## TASK DESCRIPTION
Format all of the data below as a JSON list of strings, one string per line, omitting blank lines and leaving out the pictures.

## EXTRACTED INFORMATION
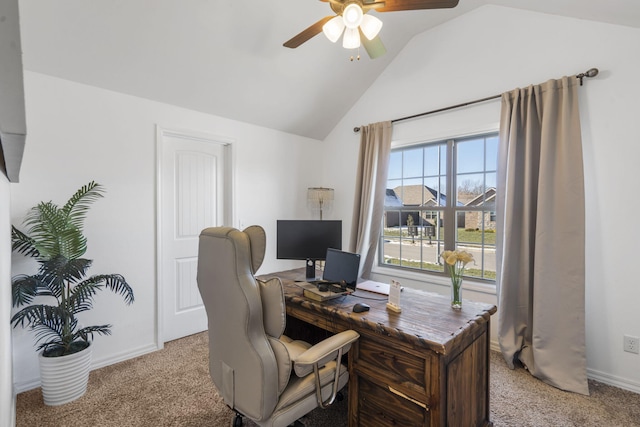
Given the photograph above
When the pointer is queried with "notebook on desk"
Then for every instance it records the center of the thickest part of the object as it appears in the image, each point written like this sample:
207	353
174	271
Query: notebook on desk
311	291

## THE REPLY
[
  "Given the photograph above",
  "When the pointer is queried with \"notebook on desk\"",
  "Then for every instance it records the center of the thickest part of the object as it appears in the image, each point written like this sample:",
  "207\t353",
  "174\t271",
  "Query: notebook on desk",
  "311\t291"
]